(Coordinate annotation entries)
———

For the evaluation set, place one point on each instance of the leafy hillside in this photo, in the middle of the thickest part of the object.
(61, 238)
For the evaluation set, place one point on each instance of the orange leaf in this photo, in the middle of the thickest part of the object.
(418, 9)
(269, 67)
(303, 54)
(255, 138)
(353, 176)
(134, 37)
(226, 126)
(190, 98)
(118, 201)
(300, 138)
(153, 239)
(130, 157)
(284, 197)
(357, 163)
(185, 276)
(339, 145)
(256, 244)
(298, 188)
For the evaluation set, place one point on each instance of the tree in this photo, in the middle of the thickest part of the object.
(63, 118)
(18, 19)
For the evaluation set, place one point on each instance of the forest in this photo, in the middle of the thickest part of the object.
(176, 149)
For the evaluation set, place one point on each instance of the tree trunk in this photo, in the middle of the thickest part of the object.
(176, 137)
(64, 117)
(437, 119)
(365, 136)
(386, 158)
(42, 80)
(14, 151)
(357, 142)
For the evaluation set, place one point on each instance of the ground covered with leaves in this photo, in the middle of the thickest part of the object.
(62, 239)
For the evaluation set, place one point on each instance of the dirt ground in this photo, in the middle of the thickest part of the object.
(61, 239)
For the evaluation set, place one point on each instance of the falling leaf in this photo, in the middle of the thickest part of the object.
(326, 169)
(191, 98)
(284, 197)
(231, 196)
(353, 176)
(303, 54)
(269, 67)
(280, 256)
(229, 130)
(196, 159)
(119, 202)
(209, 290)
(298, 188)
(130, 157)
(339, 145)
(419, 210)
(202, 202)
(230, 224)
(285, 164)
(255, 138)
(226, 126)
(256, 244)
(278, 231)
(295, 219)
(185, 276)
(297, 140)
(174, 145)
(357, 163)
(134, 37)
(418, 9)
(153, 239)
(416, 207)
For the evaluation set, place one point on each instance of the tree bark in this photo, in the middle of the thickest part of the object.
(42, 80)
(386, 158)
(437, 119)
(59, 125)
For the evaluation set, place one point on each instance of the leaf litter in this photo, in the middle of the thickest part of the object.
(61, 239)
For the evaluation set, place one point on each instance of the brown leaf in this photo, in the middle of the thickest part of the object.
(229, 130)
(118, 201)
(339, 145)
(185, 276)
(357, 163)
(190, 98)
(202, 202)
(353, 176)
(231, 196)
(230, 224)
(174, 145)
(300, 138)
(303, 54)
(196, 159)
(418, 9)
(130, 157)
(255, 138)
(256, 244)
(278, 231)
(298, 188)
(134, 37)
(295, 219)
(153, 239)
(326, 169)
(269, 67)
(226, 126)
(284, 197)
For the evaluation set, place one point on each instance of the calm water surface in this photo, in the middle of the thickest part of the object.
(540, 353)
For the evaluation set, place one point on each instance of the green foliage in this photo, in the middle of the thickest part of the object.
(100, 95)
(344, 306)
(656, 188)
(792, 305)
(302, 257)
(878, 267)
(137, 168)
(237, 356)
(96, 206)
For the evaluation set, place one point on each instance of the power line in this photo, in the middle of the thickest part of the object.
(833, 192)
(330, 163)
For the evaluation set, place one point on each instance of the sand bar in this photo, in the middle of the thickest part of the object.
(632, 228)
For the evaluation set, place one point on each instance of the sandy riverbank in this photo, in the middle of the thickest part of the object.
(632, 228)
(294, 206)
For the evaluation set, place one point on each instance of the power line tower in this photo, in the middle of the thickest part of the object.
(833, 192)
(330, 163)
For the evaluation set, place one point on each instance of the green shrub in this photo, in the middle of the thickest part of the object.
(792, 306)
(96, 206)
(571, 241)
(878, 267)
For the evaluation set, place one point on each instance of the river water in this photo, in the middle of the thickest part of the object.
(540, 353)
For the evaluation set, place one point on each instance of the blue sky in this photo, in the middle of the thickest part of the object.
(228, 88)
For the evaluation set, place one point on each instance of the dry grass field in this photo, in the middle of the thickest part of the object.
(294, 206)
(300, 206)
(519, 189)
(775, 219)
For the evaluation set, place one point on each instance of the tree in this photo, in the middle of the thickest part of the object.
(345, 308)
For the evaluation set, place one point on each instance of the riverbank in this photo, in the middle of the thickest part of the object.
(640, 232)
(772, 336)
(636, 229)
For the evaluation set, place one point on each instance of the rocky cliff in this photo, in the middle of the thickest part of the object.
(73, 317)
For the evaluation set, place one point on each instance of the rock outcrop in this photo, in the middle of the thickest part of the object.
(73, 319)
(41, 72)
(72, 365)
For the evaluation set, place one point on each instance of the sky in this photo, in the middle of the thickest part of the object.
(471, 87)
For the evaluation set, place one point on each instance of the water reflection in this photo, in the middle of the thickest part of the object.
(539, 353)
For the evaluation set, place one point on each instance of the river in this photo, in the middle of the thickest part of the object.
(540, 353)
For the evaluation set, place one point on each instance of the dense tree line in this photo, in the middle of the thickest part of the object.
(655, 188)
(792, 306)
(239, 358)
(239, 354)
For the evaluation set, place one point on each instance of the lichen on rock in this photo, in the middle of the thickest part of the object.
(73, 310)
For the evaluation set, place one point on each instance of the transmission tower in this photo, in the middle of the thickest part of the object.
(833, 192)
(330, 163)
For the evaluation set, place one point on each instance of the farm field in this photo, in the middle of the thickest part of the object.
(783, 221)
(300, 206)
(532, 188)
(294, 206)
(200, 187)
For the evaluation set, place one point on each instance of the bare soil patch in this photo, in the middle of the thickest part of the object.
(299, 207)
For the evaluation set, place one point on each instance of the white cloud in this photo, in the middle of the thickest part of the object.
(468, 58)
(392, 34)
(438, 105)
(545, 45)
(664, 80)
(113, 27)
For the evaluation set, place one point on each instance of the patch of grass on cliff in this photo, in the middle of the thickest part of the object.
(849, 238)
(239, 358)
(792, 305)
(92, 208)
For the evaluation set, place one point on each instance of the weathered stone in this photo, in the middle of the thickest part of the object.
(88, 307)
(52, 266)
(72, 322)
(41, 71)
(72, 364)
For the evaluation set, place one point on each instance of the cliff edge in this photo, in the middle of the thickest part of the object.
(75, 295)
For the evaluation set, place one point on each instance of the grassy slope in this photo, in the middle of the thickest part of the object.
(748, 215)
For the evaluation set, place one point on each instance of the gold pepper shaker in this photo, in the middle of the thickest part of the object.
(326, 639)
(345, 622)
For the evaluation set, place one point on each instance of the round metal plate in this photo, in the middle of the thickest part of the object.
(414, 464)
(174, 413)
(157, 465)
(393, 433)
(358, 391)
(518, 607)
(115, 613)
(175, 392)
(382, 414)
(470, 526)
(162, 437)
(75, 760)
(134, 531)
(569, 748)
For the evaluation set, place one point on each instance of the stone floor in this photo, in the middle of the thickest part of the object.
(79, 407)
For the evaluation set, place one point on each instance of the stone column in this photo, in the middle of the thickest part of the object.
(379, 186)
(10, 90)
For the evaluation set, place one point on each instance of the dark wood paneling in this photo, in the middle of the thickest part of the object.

———

Recast everything from the line containing "of the patch" down to the last line above, both included, as a JSON list of strings with one string per line and any blank lines omitted.

__Answer for the task__.
[
  "For the evaluation set, place one point on each instance of the patch of grass on cliff in this photo, in the middle of the thickest part of the object.",
  "(849, 238)",
  "(239, 358)",
  "(792, 305)",
  "(92, 208)",
  "For the evaluation set, place one point on each instance of the weathered stone in this photo, in the middle of the thickest part of the object.",
  "(88, 307)",
  "(52, 266)",
  "(72, 322)",
  "(41, 71)",
  "(72, 364)",
  "For the evaluation set, place one point on each instance of the cliff edge in this photo, in the middle of the thickest part of the object.",
  "(75, 295)",
  "For the evaluation set, place one point on each instance of the grassy slope in this photo, in the middle of the thickest part of the object.",
  "(748, 215)",
  "For the evaluation set, place one point on each instance of the gold pepper shaker in this photo, in the middle of the thickest part of the object.",
  "(326, 639)",
  "(345, 622)",
  "For the evaluation set, place one point on each instance of the round metal plate in this photo, in the middle of the thickest part of the object.",
  "(414, 464)",
  "(174, 413)",
  "(157, 465)",
  "(393, 433)",
  "(358, 391)",
  "(518, 607)",
  "(115, 613)",
  "(175, 392)",
  "(382, 414)",
  "(470, 526)",
  "(162, 437)",
  "(75, 760)",
  "(134, 531)",
  "(569, 748)",
  "For the evaluation set, place one point on each instance of the stone floor in this photo, in the middle of the thickest part of the object.",
  "(79, 407)",
  "For the evaluation set, place one point on each instance of the stone column in this photo, in the middle of the thickest part of the object.",
  "(379, 186)",
  "(10, 90)",
  "For the evaluation set, place one point on each instance of the dark wood paneling in this photo, in the middle of the thickest part of the object."
]